Goals:
A: In the Sopwith Pup build thread below, copy the text between "# Balsa USA" and "just fast forwarding.", inclusive.
B: Answer these questions from the Sopwith Pup build thread below:
(i) Which engine will power the plane?
(ii) Which glue does the builder use as much as possible alongside the usual CA's?
(iii) Which plane did the builder set this build aside to return to?
[begin Document text]
# Balsa USA 1/6th scale Sopwith Pup build.



## Gary (May 21, 2004)

Power will be provided by a Saito 56 and most likely I'll stick with the standard antique Solartex with the roundel design, but I am open for suggestions. I'm also thinking of NOT clear coating the covering and just let it get that vintage look.

The kit.

I had already started this build am just fast forwarding.


----------



## Gary (May 21, 2004)

What this plane looks like during flight.


----------



## Gary (May 21, 2004)

Setting up the building board and the start. Cleaning up the ribs.


----------



## Gary (May 21, 2004)

Now for some wing assembly.


----------



## Gary (May 21, 2004)

I'm using the usual CA's, but I am using as much Titebond II as I can.










Joining the upper right wing half with the center section.










Joining the upper left wing half.


----------



## Gary (May 21, 2004)

I pulled off this build in order to get back to another plane I have further along. Sig Four Star 60. More to follow.
[end Document text]
[begin Data supplied]
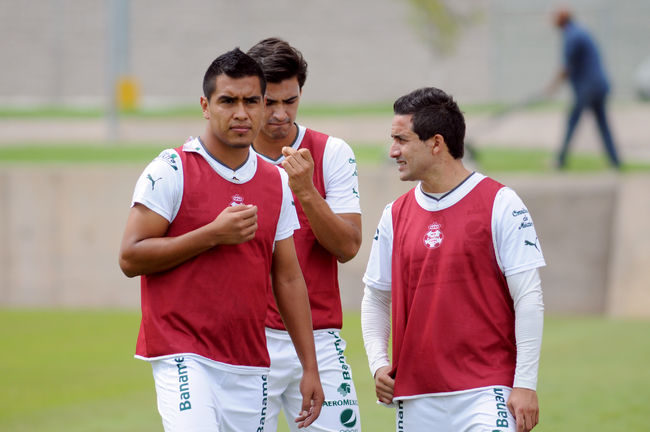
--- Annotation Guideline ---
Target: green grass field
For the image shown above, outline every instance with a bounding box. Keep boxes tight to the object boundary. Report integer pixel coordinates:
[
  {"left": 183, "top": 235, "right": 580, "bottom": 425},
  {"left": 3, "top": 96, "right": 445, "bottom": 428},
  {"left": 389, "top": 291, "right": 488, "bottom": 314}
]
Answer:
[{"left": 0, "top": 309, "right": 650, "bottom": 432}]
[end Data supplied]
[begin Data supplied]
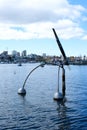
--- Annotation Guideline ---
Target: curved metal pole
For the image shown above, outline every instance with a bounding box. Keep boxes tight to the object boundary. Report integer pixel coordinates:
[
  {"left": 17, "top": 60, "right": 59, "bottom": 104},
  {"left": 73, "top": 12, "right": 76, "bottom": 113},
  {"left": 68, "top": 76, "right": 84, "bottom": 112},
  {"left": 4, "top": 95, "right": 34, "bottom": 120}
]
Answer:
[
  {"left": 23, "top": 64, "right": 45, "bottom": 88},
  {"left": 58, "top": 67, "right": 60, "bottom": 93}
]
[end Data supplied]
[begin Data supplied]
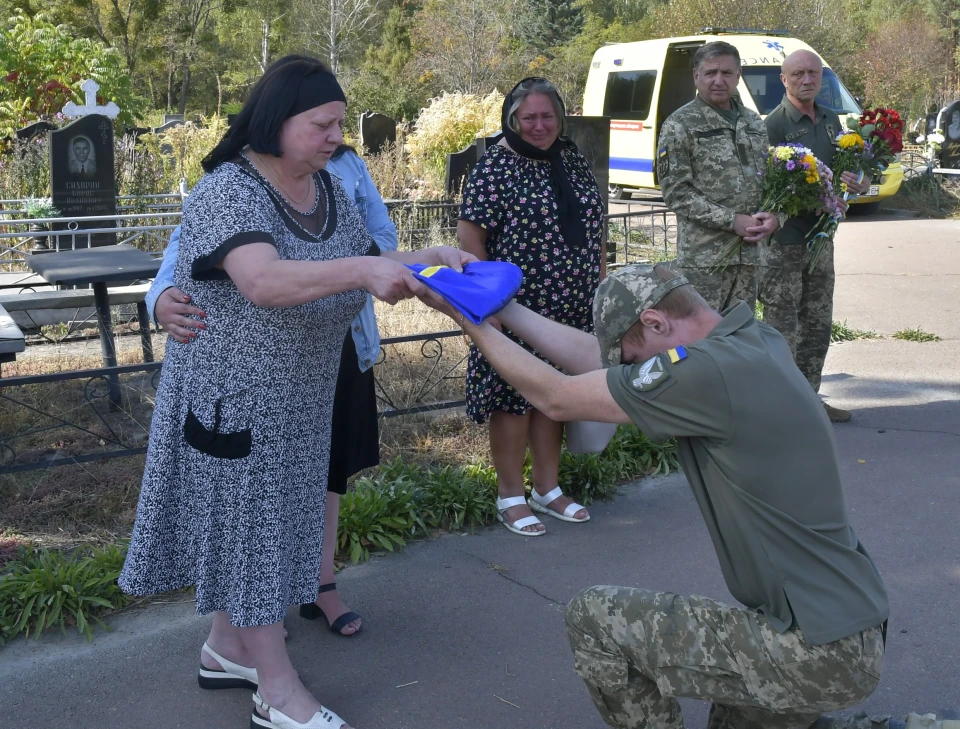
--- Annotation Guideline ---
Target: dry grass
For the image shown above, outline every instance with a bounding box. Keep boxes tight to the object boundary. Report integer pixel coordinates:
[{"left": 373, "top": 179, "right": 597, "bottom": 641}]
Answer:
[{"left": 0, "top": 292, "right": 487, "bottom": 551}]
[end Data supplied]
Outputs by task:
A:
# Balsa USA 1/6th scale Sopwith Pup build.



## Gary (May 21, 2004)

Power will be provided by a Saito 56 and most likely I'll stick with the standard antique Solartex with the roundel design, but I am open for suggestions. I'm also thinking of NOT clear coating the covering and just let it get that vintage look.

The kit.

I had already started this build am just fast forwarding.

B:
(i) A Saito 56.
(ii) Titebond II.
(iii) A Sig Four Star 60.